### Data shown
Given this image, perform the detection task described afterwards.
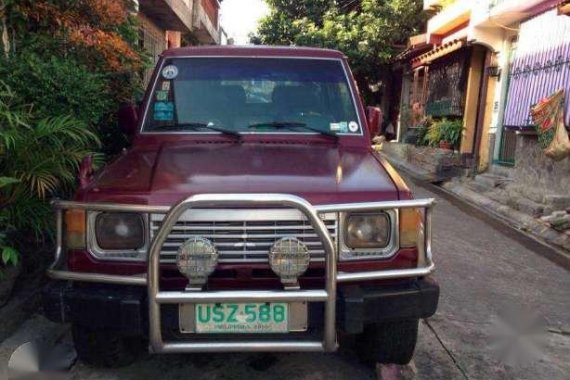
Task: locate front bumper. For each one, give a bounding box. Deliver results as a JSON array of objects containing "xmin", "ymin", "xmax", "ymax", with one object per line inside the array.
[
  {"xmin": 48, "ymin": 193, "xmax": 436, "ymax": 353},
  {"xmin": 43, "ymin": 277, "xmax": 439, "ymax": 336}
]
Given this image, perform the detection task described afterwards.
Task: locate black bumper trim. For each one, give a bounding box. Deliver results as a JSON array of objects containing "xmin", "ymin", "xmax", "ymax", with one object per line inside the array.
[
  {"xmin": 43, "ymin": 277, "xmax": 439, "ymax": 337},
  {"xmin": 43, "ymin": 283, "xmax": 147, "ymax": 336},
  {"xmin": 338, "ymin": 277, "xmax": 439, "ymax": 334}
]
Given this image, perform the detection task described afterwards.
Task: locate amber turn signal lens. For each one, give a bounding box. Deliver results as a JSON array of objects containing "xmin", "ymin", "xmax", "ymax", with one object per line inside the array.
[
  {"xmin": 399, "ymin": 208, "xmax": 423, "ymax": 248},
  {"xmin": 65, "ymin": 209, "xmax": 86, "ymax": 249}
]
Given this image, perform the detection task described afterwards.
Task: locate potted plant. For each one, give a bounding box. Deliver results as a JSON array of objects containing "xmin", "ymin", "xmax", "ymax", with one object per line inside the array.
[{"xmin": 439, "ymin": 119, "xmax": 463, "ymax": 150}]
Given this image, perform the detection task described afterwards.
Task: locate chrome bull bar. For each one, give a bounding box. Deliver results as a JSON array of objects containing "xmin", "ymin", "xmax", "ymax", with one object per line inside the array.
[{"xmin": 49, "ymin": 194, "xmax": 435, "ymax": 353}]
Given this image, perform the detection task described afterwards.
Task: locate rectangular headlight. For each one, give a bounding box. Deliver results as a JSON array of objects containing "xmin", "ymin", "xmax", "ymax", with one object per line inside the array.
[
  {"xmin": 344, "ymin": 212, "xmax": 391, "ymax": 249},
  {"xmin": 95, "ymin": 212, "xmax": 145, "ymax": 250}
]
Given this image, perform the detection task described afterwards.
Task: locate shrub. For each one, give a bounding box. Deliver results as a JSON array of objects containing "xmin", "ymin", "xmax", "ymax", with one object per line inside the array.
[
  {"xmin": 439, "ymin": 118, "xmax": 464, "ymax": 149},
  {"xmin": 425, "ymin": 120, "xmax": 443, "ymax": 147},
  {"xmin": 0, "ymin": 83, "xmax": 100, "ymax": 272}
]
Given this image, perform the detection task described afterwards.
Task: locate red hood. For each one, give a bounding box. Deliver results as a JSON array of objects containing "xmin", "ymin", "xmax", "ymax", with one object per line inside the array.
[{"xmin": 81, "ymin": 142, "xmax": 400, "ymax": 205}]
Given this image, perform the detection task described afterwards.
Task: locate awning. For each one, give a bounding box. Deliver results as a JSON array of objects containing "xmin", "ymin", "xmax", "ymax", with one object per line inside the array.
[
  {"xmin": 412, "ymin": 39, "xmax": 466, "ymax": 68},
  {"xmin": 394, "ymin": 34, "xmax": 433, "ymax": 62}
]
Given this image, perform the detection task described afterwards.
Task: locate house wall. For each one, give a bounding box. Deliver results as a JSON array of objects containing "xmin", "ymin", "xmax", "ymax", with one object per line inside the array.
[
  {"xmin": 460, "ymin": 46, "xmax": 485, "ymax": 155},
  {"xmin": 138, "ymin": 13, "xmax": 167, "ymax": 84},
  {"xmin": 511, "ymin": 134, "xmax": 570, "ymax": 209},
  {"xmin": 478, "ymin": 69, "xmax": 498, "ymax": 172}
]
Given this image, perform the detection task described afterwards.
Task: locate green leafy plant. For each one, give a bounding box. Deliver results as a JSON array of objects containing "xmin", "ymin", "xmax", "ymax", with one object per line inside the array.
[
  {"xmin": 414, "ymin": 117, "xmax": 432, "ymax": 147},
  {"xmin": 439, "ymin": 118, "xmax": 464, "ymax": 148},
  {"xmin": 0, "ymin": 83, "xmax": 100, "ymax": 275},
  {"xmin": 425, "ymin": 120, "xmax": 443, "ymax": 147}
]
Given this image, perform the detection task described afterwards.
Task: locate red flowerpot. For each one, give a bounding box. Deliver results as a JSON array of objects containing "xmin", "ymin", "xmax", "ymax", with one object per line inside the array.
[{"xmin": 439, "ymin": 141, "xmax": 453, "ymax": 150}]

### Problem details
Copy out the listing word for word and skip its pictures.

### Exercise result
Given this image, perform the detection task described afterwards.
Task: locate front bumper. For each one, give a bounding box. Deliver results as a JSON array of objects containing "xmin", "ymin", "xmax", "ymax", with one object per line inside the array.
[
  {"xmin": 48, "ymin": 193, "xmax": 436, "ymax": 353},
  {"xmin": 43, "ymin": 277, "xmax": 439, "ymax": 336}
]
Given this image, perform the detection task described afterwards.
Task: locate black bumper trim. For each one, give a bounding box. Deliver results as a JSON array of objects containing "xmin", "ymin", "xmax", "ymax", with one object per line inside the array.
[
  {"xmin": 43, "ymin": 277, "xmax": 439, "ymax": 337},
  {"xmin": 43, "ymin": 283, "xmax": 147, "ymax": 336},
  {"xmin": 338, "ymin": 277, "xmax": 439, "ymax": 334}
]
Given this image, perform the detection task described afterwards.
Task: locate amber turn signal lens. For each one, give a bounding box. Deliver results as a JSON array of objects containing "xmin", "ymin", "xmax", "ymax", with one object per line inside the array.
[
  {"xmin": 399, "ymin": 208, "xmax": 423, "ymax": 248},
  {"xmin": 65, "ymin": 209, "xmax": 86, "ymax": 249}
]
Given this image, perform the detection task described afterwards.
Task: locate potted plant. For each one, give a bounding box. Deliver results as a JSON array of objects containing "xmin", "ymin", "xmax", "ymax", with one object per line inside the array.
[{"xmin": 439, "ymin": 119, "xmax": 463, "ymax": 150}]
Given this image, perform the detection task described afterwards.
Task: locate chrome bull bar. For each one, give a bounding box. Deliver results as a JSON array of objects containing "xmin", "ymin", "xmax", "ymax", with one object per line inside the array.
[{"xmin": 49, "ymin": 194, "xmax": 435, "ymax": 353}]
Given this image, perform the detection task described afterwards.
Task: locate rectangular headlight. For each one, give a bounding box. Deliver results as a JSON array of objects containing "xmin", "ymin", "xmax", "ymax", with one object per line inside the array.
[
  {"xmin": 344, "ymin": 212, "xmax": 391, "ymax": 249},
  {"xmin": 95, "ymin": 212, "xmax": 145, "ymax": 250}
]
Given this image, perform the detection task described afterwards.
Task: locate shrub. For each one, give a bounding box. Deliver results as a JSON array of objects containing "xmin", "ymin", "xmax", "ymax", with one object per line inside the array.
[
  {"xmin": 439, "ymin": 118, "xmax": 464, "ymax": 149},
  {"xmin": 425, "ymin": 120, "xmax": 443, "ymax": 147},
  {"xmin": 0, "ymin": 83, "xmax": 100, "ymax": 272}
]
Given this image, perform the detection task described afterwards.
Task: locate red hood. For each one, give a bounding box. Deliver results as a JSON array of objects containing "xmin", "ymin", "xmax", "ymax", with one object per line inside the array.
[{"xmin": 81, "ymin": 142, "xmax": 400, "ymax": 205}]
Given this image, perform the detection task described afterwards.
Task: locate awning. For each one, give a bounding box. Deliver results as a JSON array of objects containing "xmin", "ymin", "xmax", "ymax", with one object per line inside the array.
[
  {"xmin": 412, "ymin": 39, "xmax": 466, "ymax": 68},
  {"xmin": 394, "ymin": 34, "xmax": 433, "ymax": 62}
]
Given this image, perform the detection task described afterwards.
Task: locate house wall. For each one, give a bounding box. Deliver results as a JSON array of objects containing "xmin", "ymin", "xmax", "ymax", with one object per line inside the array.
[
  {"xmin": 460, "ymin": 46, "xmax": 485, "ymax": 155},
  {"xmin": 138, "ymin": 13, "xmax": 167, "ymax": 84},
  {"xmin": 511, "ymin": 134, "xmax": 570, "ymax": 209},
  {"xmin": 478, "ymin": 69, "xmax": 498, "ymax": 172}
]
Given this image, perform the detection task described afterwards.
Task: locate green leafy plant. For each one, give a bounding box. Deliver results as a JSON array of objects containing "xmin", "ymin", "xmax", "ymax", with one object per line inside the array.
[
  {"xmin": 414, "ymin": 117, "xmax": 432, "ymax": 147},
  {"xmin": 439, "ymin": 118, "xmax": 464, "ymax": 148},
  {"xmin": 0, "ymin": 83, "xmax": 100, "ymax": 275},
  {"xmin": 425, "ymin": 120, "xmax": 443, "ymax": 147}
]
Given this image, perform the detection task described afterwards.
Task: locate red flowerpot. For each one, give a bounding box. Deliver results as a JSON array of objects containing "xmin", "ymin", "xmax", "ymax", with one object per line inside the array.
[{"xmin": 439, "ymin": 141, "xmax": 453, "ymax": 150}]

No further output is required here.